> **WHAT YOU WILL DO**
1 > Answer these questions from the review of History of Violence, marking each answer with its letter:
(a) What label is named alongside the title at the top?
(b) What theory does the writer remember learning about?
(c) In which forest were at least some of the field recordings made?
2 > Write the next part of the review of History of Violence, picking up after its last sentence.

Philip Sulidae – History of Violence (CD Unfathomless)


A hybrid between remote field recording and electronic soundscape, History of Violence succeeds to confuse, scare and intrigue the interested listener, and this all with the aural equivalent of tiny microscopic debris.

I remember learning about a theory called morphic resonance. The theory is based on the hypothesis that molecules, atoms and genes have a memory, kinda like if events get carved into DNA, a memory formed of things happened to species (earlier) in time. Although pseudoscience, if only something holds true, the places where Australian-based composer has recorded History of Violence, most likely will be a desolate place, where sadness reigns more than anything else. Australian’s Belanglo State Forest where this was created, or at least some of the field recordings used, has been the operating area for Australian mass murderer Ivan Milat, who killed and buried seven young people in the early nineties.

> **INFORMATION SUPPLIED**

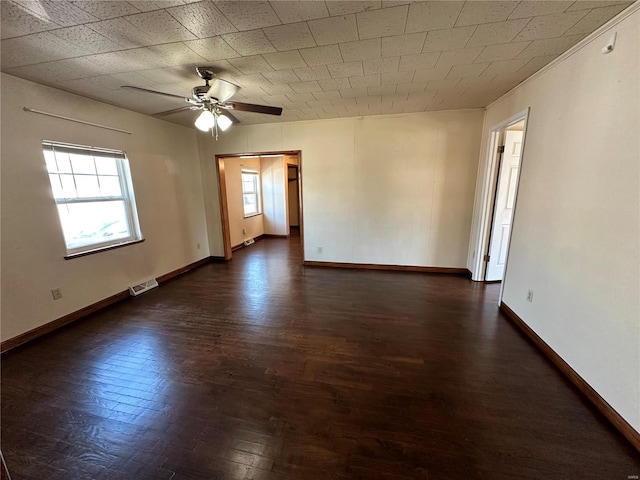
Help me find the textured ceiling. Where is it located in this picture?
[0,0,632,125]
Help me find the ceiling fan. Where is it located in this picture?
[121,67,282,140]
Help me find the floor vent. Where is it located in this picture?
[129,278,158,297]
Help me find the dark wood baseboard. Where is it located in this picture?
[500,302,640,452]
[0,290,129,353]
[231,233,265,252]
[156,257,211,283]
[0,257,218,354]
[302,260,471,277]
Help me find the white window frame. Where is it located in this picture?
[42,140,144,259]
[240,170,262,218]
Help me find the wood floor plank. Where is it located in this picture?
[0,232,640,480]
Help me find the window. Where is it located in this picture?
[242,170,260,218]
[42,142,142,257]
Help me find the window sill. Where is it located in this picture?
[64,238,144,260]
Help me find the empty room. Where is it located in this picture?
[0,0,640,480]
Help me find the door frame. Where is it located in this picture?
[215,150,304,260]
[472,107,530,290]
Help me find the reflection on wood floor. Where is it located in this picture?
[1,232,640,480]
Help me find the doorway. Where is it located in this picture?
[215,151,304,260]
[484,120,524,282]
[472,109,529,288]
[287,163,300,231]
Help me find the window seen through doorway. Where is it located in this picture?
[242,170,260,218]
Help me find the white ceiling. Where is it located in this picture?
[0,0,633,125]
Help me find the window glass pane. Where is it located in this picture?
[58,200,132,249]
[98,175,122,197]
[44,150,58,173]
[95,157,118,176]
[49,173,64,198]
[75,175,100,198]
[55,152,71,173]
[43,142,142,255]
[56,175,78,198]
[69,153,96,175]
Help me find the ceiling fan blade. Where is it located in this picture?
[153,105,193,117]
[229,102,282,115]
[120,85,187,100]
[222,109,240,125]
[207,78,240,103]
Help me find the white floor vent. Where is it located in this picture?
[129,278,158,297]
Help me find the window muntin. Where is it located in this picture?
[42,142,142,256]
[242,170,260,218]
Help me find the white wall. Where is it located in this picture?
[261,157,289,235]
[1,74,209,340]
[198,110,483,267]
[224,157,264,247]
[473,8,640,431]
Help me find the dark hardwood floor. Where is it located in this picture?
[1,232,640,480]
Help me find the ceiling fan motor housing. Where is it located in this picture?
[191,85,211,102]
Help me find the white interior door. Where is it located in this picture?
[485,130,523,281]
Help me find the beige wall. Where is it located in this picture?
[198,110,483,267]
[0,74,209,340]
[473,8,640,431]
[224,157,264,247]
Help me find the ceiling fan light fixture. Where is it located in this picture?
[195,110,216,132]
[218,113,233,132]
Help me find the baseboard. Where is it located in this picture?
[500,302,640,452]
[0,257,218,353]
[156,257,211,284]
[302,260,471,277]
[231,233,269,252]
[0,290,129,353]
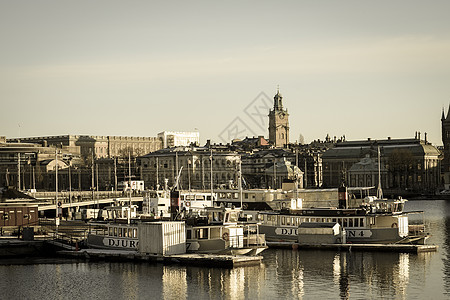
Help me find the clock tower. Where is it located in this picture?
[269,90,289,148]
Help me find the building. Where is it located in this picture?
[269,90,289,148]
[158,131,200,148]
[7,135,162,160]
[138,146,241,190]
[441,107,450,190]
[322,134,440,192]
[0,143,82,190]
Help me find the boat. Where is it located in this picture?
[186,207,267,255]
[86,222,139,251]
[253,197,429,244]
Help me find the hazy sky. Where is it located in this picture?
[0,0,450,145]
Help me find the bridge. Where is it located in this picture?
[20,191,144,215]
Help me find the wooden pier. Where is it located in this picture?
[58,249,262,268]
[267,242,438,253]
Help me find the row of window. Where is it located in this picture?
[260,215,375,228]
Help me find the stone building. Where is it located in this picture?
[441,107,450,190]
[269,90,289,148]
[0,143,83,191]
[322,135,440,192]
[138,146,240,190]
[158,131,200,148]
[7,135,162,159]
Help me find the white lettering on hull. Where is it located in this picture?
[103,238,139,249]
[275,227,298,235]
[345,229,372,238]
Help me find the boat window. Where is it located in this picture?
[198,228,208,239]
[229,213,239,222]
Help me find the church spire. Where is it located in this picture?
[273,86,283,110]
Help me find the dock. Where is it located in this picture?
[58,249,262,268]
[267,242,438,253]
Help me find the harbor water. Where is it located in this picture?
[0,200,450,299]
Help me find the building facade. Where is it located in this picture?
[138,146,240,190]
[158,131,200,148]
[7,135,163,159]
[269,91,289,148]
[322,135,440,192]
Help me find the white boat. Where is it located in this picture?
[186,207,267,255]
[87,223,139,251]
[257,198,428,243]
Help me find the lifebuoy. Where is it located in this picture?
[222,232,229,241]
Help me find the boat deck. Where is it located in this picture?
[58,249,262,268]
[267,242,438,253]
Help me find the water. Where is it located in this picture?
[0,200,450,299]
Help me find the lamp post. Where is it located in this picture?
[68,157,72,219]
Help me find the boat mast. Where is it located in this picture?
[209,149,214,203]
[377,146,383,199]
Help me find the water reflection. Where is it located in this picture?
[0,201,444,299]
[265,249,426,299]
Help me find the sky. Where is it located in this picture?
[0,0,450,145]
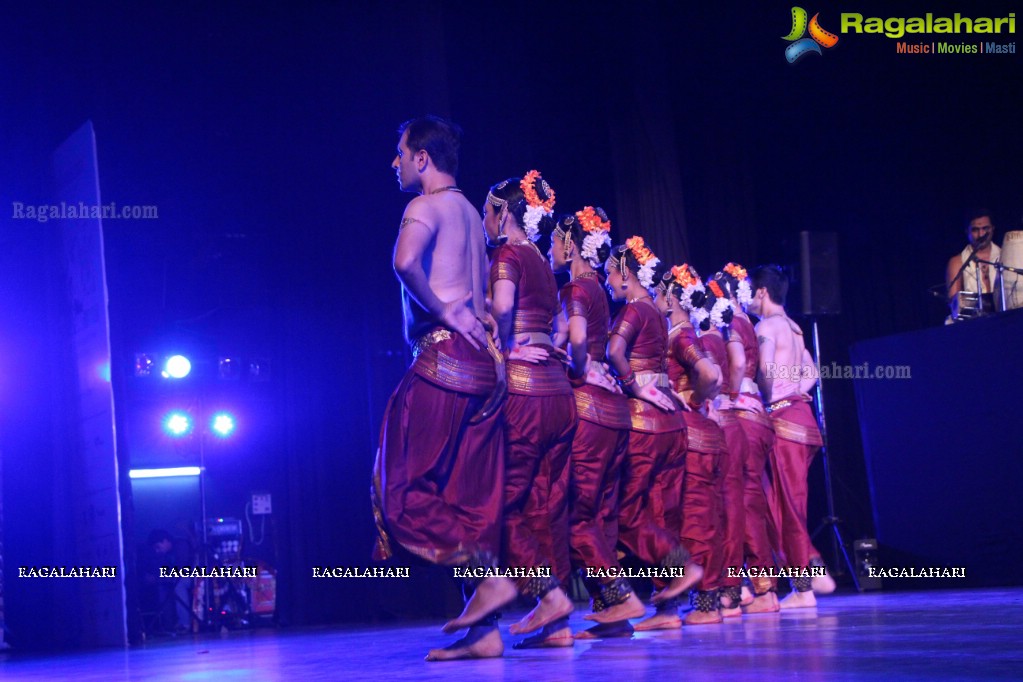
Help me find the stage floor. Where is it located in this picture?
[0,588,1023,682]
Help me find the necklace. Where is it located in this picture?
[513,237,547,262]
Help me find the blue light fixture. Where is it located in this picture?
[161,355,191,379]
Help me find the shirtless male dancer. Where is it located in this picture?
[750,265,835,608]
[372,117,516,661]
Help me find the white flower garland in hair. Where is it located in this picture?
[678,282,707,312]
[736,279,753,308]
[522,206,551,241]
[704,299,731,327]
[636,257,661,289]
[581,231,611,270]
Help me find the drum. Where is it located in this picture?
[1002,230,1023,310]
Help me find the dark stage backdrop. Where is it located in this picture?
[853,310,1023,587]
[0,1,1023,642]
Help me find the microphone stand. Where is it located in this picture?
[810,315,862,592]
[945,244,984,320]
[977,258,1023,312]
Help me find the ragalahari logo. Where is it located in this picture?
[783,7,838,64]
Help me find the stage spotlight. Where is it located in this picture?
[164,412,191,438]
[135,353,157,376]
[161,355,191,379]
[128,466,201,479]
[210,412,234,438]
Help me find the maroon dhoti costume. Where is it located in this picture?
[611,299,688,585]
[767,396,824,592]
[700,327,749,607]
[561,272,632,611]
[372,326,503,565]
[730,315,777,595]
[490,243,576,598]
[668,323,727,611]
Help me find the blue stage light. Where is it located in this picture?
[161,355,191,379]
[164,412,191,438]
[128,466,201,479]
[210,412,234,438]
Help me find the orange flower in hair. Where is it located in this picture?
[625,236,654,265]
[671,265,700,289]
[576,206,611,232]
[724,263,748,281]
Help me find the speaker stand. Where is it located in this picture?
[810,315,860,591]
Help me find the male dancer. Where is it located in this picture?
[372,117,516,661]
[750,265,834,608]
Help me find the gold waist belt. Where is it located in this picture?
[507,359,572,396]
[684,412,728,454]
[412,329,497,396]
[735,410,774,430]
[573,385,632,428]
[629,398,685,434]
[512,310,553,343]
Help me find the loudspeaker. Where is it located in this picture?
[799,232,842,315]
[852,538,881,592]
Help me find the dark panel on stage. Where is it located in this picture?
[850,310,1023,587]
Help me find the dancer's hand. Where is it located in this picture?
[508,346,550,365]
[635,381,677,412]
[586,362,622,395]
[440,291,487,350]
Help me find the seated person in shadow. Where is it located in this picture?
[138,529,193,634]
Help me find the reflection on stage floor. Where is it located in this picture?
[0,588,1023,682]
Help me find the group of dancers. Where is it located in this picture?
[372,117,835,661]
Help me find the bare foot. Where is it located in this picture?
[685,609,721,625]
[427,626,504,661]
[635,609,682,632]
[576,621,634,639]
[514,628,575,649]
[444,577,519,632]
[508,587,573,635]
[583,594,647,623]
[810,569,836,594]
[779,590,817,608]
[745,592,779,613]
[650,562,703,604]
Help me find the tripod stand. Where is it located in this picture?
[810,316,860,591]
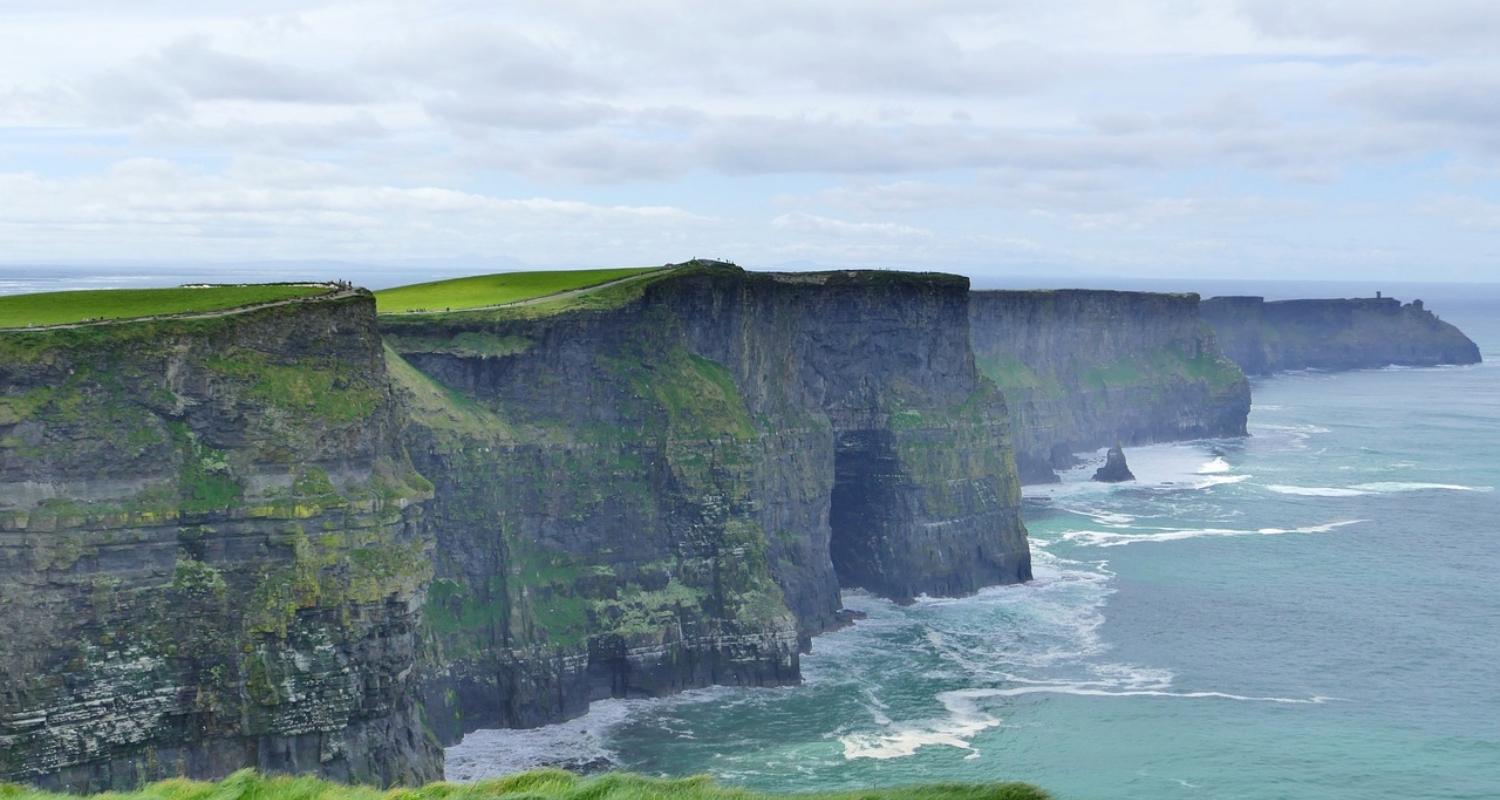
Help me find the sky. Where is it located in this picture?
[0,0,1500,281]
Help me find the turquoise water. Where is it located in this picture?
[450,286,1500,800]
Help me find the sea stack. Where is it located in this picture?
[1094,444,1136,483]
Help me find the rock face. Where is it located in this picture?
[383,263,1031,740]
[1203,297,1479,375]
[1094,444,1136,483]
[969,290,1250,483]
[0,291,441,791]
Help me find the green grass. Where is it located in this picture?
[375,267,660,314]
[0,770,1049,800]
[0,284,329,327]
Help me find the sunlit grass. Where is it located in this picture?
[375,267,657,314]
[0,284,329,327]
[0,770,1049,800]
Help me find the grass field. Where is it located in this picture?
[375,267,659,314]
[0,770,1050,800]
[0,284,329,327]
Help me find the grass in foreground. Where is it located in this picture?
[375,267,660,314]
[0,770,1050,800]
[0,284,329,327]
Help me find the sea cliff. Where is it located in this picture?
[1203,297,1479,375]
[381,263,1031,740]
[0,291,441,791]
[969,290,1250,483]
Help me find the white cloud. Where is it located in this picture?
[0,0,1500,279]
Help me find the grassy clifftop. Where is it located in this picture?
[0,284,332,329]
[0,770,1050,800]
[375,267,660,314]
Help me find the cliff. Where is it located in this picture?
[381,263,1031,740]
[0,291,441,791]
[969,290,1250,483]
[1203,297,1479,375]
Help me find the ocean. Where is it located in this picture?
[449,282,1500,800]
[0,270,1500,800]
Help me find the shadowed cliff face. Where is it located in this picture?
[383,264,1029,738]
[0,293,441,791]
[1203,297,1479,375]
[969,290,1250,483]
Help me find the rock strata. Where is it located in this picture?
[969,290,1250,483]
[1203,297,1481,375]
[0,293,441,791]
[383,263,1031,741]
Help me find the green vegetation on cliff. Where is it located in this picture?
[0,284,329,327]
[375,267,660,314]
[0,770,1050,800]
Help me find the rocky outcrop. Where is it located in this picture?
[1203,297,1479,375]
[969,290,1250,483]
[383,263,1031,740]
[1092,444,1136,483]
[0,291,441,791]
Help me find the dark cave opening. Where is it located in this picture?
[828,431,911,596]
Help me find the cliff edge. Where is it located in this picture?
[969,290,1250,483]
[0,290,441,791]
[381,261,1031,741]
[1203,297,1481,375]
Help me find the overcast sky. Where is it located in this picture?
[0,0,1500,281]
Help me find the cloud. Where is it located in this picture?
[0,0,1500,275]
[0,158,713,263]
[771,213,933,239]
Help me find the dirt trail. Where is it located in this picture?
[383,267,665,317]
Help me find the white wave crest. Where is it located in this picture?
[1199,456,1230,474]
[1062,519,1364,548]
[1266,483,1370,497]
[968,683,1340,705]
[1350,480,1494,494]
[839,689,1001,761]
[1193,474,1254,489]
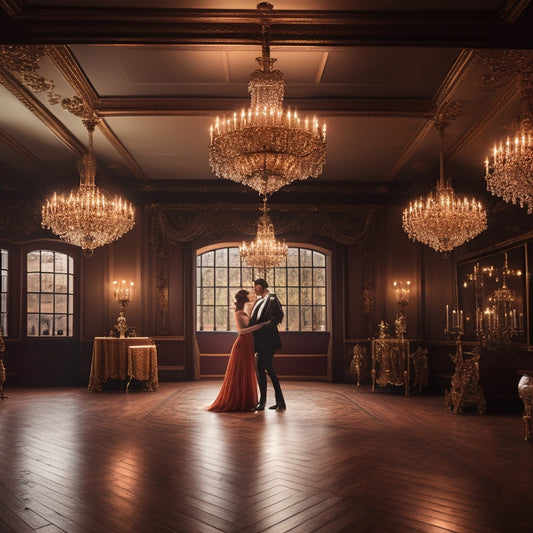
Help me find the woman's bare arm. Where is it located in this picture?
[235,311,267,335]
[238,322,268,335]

> **ANSWER SET**
1 >
(a) Unfathomless
(b) Morphic resonance
(c) Belanglo State Forest

2 >
At first, the feel of a sunburned desolate area, extremely calm and silent. Extremely low volumes, uncovering nearly inaudible filth, protecting the area from human interference once more. Second listen reveals lots of dynamics and when loud enough the understanding creeps in that something might very wrong. Not exactly power electronics, a genre known for its awkward tribute-paying to mass slaughterers, but certainly not less unnerving, just in a different way. Low volume seems to be part of the experience, as if the hidden message is there but it had to stay below the radar, evoking atmospheres of suddenly abandoned campfires, solitary walks and getting lost in unknown territory, adrenaline levels increasing as twilight arrives unexpectedly early. History of Violence plays mainly at the subconscious level, resulting in the strange perception that, once finished, one is not sure what really has occurred, other than that it is something to experience again. PvdG.